Start of DATA FOR THE TASK
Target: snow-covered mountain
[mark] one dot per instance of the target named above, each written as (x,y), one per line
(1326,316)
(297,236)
End of DATA FOR THE TASK
Start of DATA FOR THE TASK
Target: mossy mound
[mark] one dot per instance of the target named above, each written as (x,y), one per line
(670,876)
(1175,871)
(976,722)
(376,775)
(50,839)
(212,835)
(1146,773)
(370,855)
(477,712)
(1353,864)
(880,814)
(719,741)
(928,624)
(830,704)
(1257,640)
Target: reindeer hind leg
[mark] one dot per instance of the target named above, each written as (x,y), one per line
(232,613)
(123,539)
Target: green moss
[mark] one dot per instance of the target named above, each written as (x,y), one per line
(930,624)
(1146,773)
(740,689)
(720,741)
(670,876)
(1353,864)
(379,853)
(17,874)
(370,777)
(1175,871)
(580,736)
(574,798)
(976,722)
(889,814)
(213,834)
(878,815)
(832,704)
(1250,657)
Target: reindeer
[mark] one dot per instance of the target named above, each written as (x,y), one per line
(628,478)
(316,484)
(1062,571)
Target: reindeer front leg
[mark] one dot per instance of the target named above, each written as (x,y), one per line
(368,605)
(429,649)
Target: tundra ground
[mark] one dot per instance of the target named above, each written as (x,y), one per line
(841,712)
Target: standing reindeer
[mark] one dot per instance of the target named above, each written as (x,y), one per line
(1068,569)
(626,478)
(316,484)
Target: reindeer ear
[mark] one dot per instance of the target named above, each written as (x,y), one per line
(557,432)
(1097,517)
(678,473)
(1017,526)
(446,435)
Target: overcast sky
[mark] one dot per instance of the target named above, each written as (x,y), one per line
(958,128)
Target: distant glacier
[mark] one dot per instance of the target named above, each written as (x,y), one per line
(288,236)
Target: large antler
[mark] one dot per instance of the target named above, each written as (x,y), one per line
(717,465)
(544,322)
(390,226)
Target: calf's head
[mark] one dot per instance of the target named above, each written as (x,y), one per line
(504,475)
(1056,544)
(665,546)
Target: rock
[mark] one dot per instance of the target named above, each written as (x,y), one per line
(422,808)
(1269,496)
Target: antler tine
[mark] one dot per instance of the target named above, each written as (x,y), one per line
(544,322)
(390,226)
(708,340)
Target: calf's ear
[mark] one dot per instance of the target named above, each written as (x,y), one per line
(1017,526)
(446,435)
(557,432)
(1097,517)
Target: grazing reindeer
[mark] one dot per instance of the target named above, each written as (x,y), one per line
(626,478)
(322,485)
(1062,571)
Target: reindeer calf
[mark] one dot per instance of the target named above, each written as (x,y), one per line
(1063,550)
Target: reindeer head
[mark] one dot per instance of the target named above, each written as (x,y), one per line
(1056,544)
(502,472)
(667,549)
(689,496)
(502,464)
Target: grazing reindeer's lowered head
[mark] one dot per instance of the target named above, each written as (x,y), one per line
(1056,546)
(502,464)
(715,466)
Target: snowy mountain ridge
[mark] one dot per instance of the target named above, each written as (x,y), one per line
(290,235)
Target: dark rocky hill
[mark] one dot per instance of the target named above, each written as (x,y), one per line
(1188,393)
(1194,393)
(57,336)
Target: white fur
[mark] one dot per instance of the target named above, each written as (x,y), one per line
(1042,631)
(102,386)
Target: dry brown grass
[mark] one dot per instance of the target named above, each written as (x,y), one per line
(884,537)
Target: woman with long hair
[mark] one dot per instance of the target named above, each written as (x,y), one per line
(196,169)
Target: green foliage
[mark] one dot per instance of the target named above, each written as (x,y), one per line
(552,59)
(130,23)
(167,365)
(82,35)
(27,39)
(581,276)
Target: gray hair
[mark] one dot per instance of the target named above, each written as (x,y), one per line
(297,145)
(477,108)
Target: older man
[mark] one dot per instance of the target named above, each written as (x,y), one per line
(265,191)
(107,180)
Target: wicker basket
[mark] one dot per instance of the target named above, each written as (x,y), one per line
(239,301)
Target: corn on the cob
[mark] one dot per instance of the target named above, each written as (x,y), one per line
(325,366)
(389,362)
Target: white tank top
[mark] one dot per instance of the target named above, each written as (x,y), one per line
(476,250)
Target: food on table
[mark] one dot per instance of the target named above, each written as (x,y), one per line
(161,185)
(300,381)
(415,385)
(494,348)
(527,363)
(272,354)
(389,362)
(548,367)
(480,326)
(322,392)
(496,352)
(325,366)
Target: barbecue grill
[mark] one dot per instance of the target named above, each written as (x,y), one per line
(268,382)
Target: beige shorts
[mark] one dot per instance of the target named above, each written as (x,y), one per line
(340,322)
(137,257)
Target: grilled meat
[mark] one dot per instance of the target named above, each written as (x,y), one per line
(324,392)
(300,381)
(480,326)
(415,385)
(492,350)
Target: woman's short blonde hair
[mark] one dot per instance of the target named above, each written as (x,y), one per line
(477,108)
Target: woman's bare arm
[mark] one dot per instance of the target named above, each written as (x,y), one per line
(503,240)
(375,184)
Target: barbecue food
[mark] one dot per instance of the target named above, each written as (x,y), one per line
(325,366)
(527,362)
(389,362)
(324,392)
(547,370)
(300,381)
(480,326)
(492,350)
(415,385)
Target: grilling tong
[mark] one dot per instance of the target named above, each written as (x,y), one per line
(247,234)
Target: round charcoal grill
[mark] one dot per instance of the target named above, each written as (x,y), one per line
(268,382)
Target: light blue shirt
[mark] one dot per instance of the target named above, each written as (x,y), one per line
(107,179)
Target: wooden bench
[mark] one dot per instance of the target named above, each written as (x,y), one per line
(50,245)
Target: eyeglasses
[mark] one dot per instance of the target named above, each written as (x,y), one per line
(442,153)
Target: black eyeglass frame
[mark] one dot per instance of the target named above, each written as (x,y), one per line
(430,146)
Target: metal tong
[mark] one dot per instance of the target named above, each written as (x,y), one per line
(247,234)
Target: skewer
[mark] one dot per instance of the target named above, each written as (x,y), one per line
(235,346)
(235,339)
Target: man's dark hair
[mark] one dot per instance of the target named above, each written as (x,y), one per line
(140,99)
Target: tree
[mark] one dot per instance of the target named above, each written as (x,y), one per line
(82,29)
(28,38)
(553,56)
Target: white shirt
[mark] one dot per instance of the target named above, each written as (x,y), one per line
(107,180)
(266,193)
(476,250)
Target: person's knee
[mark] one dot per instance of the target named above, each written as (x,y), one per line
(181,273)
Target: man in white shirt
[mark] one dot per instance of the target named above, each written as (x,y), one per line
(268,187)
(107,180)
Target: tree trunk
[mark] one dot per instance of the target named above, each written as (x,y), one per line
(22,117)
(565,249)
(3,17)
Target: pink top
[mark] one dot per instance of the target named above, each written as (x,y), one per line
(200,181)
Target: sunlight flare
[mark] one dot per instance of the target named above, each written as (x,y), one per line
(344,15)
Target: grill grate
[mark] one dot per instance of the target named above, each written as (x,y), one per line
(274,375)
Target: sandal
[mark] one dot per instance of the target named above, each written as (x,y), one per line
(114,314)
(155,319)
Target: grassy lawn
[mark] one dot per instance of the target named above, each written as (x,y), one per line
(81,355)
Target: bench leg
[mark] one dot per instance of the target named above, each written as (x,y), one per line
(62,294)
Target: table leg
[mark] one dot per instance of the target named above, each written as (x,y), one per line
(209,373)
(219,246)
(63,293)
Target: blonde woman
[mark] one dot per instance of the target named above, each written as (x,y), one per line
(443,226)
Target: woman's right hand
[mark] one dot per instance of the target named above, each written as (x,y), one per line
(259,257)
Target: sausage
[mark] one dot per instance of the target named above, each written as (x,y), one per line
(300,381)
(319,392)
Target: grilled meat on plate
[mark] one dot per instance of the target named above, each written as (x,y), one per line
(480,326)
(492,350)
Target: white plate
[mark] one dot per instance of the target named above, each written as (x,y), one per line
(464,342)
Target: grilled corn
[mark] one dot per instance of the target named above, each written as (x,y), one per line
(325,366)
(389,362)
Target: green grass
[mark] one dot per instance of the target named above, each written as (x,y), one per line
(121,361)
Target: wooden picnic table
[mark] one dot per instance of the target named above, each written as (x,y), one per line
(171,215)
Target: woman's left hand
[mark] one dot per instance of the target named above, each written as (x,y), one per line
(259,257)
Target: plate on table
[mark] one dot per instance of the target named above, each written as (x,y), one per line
End of DATA FOR THE TASK
Start of DATA FOR THE TASK
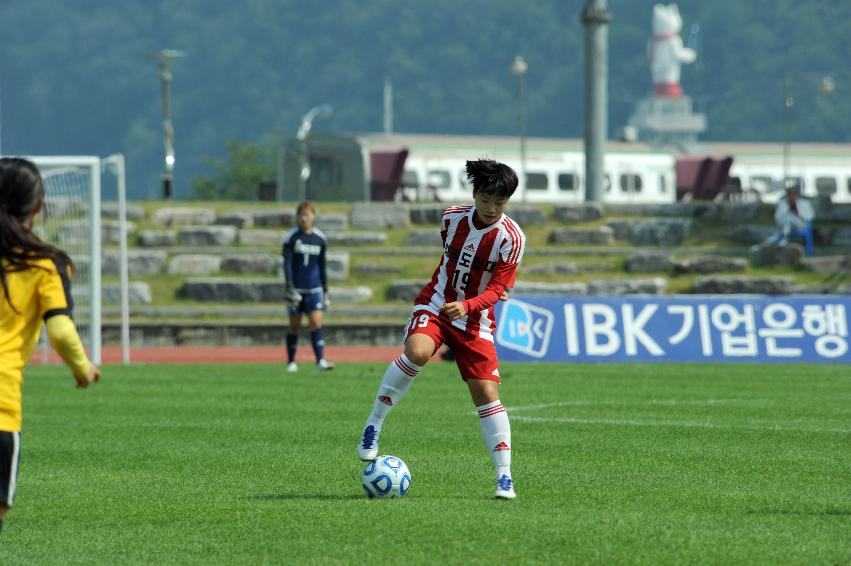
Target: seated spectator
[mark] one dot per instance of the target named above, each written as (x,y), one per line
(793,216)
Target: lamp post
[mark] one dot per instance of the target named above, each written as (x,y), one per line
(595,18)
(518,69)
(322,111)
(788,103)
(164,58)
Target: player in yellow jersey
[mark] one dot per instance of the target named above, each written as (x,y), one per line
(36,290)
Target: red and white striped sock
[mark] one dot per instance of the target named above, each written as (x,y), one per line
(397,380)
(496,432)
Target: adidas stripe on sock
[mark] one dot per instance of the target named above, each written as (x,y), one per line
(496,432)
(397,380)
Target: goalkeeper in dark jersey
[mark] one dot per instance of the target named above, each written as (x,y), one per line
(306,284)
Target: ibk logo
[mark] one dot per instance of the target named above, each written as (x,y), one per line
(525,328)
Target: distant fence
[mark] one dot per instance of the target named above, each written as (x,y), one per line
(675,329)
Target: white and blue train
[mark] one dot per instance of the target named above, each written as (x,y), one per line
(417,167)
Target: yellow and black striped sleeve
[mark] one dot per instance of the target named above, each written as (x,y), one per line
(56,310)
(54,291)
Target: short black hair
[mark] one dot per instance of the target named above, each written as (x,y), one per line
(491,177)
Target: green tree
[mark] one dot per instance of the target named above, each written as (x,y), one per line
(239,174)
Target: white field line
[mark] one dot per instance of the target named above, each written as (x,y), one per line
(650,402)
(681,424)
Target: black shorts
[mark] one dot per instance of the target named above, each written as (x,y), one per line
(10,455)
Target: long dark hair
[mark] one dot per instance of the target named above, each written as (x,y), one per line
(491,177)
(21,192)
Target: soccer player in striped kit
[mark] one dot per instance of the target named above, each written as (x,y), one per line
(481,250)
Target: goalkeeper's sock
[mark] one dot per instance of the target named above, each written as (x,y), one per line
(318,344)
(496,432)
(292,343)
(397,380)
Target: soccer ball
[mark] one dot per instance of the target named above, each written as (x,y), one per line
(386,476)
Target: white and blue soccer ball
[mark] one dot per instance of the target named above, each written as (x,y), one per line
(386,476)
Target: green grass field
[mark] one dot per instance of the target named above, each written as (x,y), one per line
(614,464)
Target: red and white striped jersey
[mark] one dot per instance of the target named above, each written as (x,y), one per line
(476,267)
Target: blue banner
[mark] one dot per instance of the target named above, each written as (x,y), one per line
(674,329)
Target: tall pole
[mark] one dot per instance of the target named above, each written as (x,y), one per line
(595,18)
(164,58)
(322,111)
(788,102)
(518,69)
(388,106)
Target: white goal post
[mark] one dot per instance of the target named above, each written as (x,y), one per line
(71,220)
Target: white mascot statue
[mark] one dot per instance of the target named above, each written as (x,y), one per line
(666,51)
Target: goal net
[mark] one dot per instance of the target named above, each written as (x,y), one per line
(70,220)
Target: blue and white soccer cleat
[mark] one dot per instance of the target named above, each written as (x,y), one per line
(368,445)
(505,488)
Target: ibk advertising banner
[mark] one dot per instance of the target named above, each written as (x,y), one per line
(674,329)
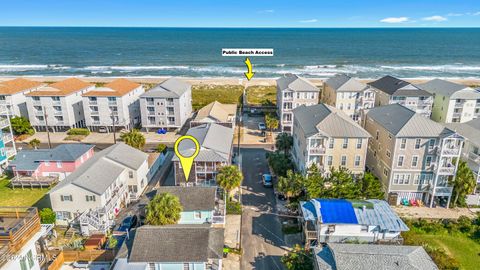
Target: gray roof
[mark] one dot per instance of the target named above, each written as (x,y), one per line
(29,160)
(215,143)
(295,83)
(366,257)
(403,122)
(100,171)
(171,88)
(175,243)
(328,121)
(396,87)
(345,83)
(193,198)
End of DATA FOR THE TASK
TASK BRIEF
Going through the data, count each line where the word "head" appears, and state only the total.

SOLVED EXERCISE
3